• _PEDIDO DE TAREFA 1_:
Diga se cada afirmação concorda com a reportagem sobre o produtor rural de Abaetetuba. Responda sim ou não e copie as palavras do texto que decidem. (a) Domingo plantou açaí há quase três anos. (b) A família de Domingo cria abelhas para produzir mel. (c) A seca é descrita como cada vez mais rara na região.
• _PEDIDO DE TAREFA 2_:
Estenda a reportagem sobre o produtor rural de Abaetetuba, continuando depois da última frase mostrada.

• _TEXTO EXTRAÍDO_:
============

JORGE ABREU
ABAETETUBA, PA (FOLHAPRESS)
O produtor rural Domingo da Silva, 59 anos, sente os efeitos das mudanças no clima em seu dia a dia. O calor intenso em Abaetetuba (PA) não prejudica só a sua saúde, mas também suas plantações de açaí, cupuaçu, cacau e outras frutas típicas da Amazônia. A seca, cada vez mais comum, prejudica o solo e causa escassez de água na região, segundo ele.
“A seca está mudando tudo por aqui. A cada ano fica pior”, relata. “Plantei açaí há quase três anos. Se tivesse chovido mais, em dois anos já teria colheita. Mas do jeito que está, só vou colher daqui a uns quatro anos.” Domingo e sua família também cultivam hortaliças e criam abelhas para produção de mel, que sofrem com as altas temperaturas.

============

• _LISTA DE DADOS_:

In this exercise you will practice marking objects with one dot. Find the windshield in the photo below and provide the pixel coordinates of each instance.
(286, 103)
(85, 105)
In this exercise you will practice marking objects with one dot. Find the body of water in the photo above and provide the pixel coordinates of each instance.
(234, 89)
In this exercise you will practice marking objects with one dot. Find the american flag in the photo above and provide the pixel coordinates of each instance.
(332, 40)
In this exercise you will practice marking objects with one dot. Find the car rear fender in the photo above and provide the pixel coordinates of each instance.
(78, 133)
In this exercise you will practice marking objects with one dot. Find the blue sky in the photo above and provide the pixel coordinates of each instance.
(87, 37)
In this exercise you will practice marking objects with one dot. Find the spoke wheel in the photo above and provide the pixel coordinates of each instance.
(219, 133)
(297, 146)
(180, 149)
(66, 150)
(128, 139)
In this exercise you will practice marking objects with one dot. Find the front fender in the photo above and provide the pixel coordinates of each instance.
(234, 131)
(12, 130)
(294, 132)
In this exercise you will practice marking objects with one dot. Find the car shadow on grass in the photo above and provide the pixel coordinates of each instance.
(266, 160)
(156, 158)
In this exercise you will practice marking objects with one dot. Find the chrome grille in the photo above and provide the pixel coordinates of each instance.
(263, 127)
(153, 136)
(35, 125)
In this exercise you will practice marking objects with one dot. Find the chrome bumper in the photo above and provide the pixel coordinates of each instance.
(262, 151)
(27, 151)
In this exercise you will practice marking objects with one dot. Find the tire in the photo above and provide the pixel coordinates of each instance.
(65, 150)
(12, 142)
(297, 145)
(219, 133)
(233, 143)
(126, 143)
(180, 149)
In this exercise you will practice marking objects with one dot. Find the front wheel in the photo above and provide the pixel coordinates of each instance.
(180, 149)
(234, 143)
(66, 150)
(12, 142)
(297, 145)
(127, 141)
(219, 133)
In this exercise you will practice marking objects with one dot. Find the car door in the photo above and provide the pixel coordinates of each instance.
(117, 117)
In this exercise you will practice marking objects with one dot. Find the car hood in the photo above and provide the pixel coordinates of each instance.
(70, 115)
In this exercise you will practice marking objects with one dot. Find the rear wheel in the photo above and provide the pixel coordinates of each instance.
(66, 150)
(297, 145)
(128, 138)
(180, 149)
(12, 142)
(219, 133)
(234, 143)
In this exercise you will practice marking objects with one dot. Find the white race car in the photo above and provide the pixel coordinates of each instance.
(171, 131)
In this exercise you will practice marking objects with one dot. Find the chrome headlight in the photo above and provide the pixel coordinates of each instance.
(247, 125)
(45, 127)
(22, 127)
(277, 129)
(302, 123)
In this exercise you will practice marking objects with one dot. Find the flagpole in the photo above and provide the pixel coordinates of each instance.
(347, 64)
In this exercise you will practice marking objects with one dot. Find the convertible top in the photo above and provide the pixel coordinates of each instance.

============

• _RESPOSTA ESCRITA 1_:
(a) Sim: "Plantei açaí há quase três anos."
(b) Sim: "Domingo e sua família também cultivam hortaliças e criam abelhas para produção de mel"
(c) Não: "A seca, cada vez mais comum"

• _RESPOSTA ESCRITA 2_:
A situação de Domingo reflete os dados de uma pesquisa inédita divulgada nesta quinta-feira (25) por um grupo liderado pela ANA (Articulação Nacional de Agroecologia). O estudo aponta que as mudanças climáticas reduziram em 56,3% a produção da agroecologia e causaram perdas de 48,1% nos alimentos. Vale ressaltar que Domingo da Silva não participou desta pesquisa.
O levantamento “Agroecologia, Território e Justiça Climática” foi realizado de abril a junho deste ano. Foram coletadas informações de 503 iniciativas de 28 grupos diferentes, abrangendo 307 municípios e envolvendo mais de 20 mil pessoas, incluindo agricultores familiares, povos indígenas, quilombolas, ribeirinhos, camponeses, educadores e estudantes.
Para 66% dos participantes, os efeitos das mudanças climáticas começaram a ser visíveis nos últimos dez anos. Entre os relatos, 73,4% notaram aumento da temperatura e 70,8% perceberam mudanças no período das chuvas.
As principais consequências observadas são o desaparecimento de espécies nativas de plantas (36,2%) e animais (30,4%), além da perda de variedades agrícolas (19,7%). Também foi relatado aumento de doenças nos animais criados em 12,3% dos casos.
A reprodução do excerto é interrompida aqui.